Prompt =
The complete set of records below must be repeated precisely as given.
• • •
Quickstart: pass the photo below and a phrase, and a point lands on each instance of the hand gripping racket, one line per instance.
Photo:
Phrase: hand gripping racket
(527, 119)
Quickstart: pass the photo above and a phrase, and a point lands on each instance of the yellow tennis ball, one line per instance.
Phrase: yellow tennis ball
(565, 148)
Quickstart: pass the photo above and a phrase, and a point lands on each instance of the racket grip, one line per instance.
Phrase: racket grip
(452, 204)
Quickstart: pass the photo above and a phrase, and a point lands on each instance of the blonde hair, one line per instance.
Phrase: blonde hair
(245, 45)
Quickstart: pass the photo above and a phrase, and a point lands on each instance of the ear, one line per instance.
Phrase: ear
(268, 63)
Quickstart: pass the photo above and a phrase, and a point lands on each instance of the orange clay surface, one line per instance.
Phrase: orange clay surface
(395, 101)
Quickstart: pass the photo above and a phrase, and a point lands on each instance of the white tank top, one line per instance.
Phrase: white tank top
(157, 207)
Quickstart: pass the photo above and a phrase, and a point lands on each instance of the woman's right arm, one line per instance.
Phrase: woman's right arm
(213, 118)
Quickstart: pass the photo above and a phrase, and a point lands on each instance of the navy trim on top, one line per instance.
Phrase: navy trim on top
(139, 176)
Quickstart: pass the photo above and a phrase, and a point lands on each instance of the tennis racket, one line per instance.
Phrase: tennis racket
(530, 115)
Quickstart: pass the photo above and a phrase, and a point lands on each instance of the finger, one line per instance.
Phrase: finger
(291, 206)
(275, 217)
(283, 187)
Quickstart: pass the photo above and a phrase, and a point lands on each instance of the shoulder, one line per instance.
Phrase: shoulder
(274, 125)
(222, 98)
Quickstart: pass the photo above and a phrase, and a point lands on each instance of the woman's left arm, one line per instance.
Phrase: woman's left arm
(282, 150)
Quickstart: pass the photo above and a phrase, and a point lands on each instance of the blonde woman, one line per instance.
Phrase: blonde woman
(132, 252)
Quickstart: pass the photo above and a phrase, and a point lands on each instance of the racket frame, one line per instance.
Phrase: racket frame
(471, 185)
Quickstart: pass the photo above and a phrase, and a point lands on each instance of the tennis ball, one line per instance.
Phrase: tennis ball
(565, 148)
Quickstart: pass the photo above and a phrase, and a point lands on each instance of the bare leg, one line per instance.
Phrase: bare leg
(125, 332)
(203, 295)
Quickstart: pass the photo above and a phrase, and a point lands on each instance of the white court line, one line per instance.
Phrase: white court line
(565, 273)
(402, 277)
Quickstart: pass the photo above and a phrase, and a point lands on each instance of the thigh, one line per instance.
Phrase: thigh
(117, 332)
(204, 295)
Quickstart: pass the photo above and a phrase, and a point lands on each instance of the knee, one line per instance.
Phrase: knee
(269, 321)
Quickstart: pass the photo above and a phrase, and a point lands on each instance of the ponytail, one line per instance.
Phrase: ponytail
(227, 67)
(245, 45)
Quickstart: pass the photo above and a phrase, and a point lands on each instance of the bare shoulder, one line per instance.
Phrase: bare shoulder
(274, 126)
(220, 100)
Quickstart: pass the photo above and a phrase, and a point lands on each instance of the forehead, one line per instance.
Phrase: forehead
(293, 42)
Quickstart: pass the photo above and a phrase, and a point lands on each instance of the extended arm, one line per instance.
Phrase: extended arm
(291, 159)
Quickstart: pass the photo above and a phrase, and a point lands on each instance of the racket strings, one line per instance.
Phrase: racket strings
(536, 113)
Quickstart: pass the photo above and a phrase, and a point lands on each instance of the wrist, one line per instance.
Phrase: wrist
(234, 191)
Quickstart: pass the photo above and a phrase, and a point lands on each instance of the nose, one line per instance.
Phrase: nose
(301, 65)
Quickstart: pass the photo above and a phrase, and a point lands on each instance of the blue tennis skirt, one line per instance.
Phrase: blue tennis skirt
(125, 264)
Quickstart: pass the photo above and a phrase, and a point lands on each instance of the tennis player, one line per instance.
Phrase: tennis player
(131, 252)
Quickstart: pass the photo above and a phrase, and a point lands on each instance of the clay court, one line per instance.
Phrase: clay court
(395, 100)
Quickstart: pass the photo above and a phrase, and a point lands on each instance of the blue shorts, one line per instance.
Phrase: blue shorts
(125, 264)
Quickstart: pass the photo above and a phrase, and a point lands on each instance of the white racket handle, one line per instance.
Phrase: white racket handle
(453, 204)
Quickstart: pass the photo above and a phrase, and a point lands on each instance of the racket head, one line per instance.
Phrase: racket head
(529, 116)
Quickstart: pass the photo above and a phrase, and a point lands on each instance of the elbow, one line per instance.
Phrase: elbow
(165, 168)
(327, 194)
• • •
Answer space =
Quickstart: pass the photo below and a phrase, and a point lands on each instance of the hand gripping racket, one line per instance.
Photo:
Phrase: hand gripping racket
(527, 119)
Quickstart: pass the photo above and a phrase, and a point lands on each instance of the yellow tennis ball, one line per instance.
Phrase: yellow tennis ball
(565, 148)
Quickstart: pass the photo above and a phrase, and a point lands on each instance of the racket grip, one line per instance.
Phrase: racket grip
(452, 204)
Quickstart: pass the photo above and a phrase, and a point lands on each instance of the blonde hair, one line per instance.
Phrase: blonde hair
(245, 45)
Quickstart: pass the photo above and a phrase, and a point lands on each instance of the ear, one line per instance.
Phrase: ear
(268, 63)
Quickstart: pass the photo above and a phrase, and a point lands on each instance of the orange clay surface, one line per instance.
Phrase: orange clay surface
(395, 101)
Quickstart: pass the photo above and a phrase, and a point lands on each instance of the white tank top, one line per instance.
Phrase: white tank top
(157, 207)
Quickstart: pass the photo above and a phrase, and a point lands on each instance of the woman's right arm, one line per instance.
Phrase: woman's right arm
(213, 118)
Quickstart: pass the photo above and a phrase, and a point lands on each instance of the navy trim on top, one line per instance.
Phrase: navy trim on top
(139, 176)
Quickstart: pass the photo above and a phrase, and a point lands on each instance of the tennis racket, one line per instance.
Phrase: tennis racket
(530, 115)
Quickstart: pass the photo above and a phrase, and a point lands on each instance of the finger, one line per instance.
Phrase: finger
(291, 206)
(275, 217)
(283, 187)
Quickstart: pass the photo above and a phrase, and a point lands on each instance of the shoulder, one line per instance.
Phrase: shoulder
(274, 125)
(222, 98)
Quickstart: pass the photo above and a phrase, and a point lands on each instance of the woman's left arm, one line per instance.
Phrase: woman's left arm
(282, 150)
Quickstart: pass the photo above and a phrase, and a point lands on each instance of the blonde woman, one line per instance.
Phrase: blonde woman
(132, 252)
Quickstart: pass the photo above and a phrase, and a point lands on each instance of the racket frame, one line per instance.
Phrase: racket frame
(471, 185)
Quickstart: pass the photo above and a phrase, and a point lands on each instance of the tennis ball, one line per instance.
Phrase: tennis ball
(565, 148)
Quickstart: pass the photo above and a phrase, and a point lands on each instance of the bare leg, one line per instance.
Phrase: bare leg
(125, 332)
(203, 295)
Quickstart: pass the photo above and a phrase, and a point lands on each instance of the white court line, one line per instance.
Phrase: white court line
(565, 273)
(402, 277)
Quickstart: pass the photo above and a phrase, and a point lands on each instance of the thigh, one line per instance.
Phrase: thigh
(117, 332)
(204, 295)
Quickstart: pass the photo above and a phrase, and a point lands on each instance of the knee, one line per instance.
Phrase: knee
(269, 321)
Quickstart: pass the photo above and a phrase, and a point lands on each instance of the ponytail, one line per instance.
Phrase: ponytail
(227, 67)
(245, 45)
Quickstart: pass the photo above and a phrase, and a point lands on each instance of the bare shoulder, one line per instance.
Phrase: bare shoulder
(274, 126)
(220, 100)
Quickstart: pass the photo above and a phrase, and a point lands on each instance of the forehead, one line per instance.
Phrase: forehead
(293, 42)
Quickstart: pass the photo above and a phrase, and a point lands on each instance of the extended arm, one line per instance.
Phrase: extended arm
(291, 159)
Quickstart: pass the photo above and a phrase, and a point lands on each instance of the racket strings, one line per instance.
Phrase: racket strings
(536, 113)
Quickstart: pass the photo above and a phrase, and a point lands on each instance of the wrist, one line per instance.
Phrase: wrist
(234, 191)
Quickstart: pass the photo above and a phrase, and a point lands on each instance of the nose, one line per instance.
Phrase: nose
(301, 65)
Quickstart: pass the photo above and a phrase, and a point lands on each instance of the blue tennis skirt, one line per instance.
Phrase: blue tennis skirt
(125, 264)
Quickstart: pass the photo above and a phrase, and a point lands on each instance of the tennis player, one line per instance.
Phrase: tennis player
(131, 252)
Quickstart: pass the photo above and a phrase, and a point lands on each instance of the clay court, one line per instance.
Phrase: clay court
(395, 100)
Quickstart: pass the photo above and a phrase, and a point lands on each instance of the blue shorts, one line per instance.
Phrase: blue shorts
(125, 264)
Quickstart: pass the photo above and a phrase, and a point lands on each instance of the white racket handle, one line per instance.
Phrase: white racket handle
(453, 204)
Quickstart: pass the photo above and a phrase, and a point lands on each instance of the racket head, one line per instance.
Phrase: racket head
(529, 116)
Quickstart: pass the photo above and a phrase, and a point lands on each instance of the elbow, one line per instance.
Phrase: elbow
(165, 168)
(327, 194)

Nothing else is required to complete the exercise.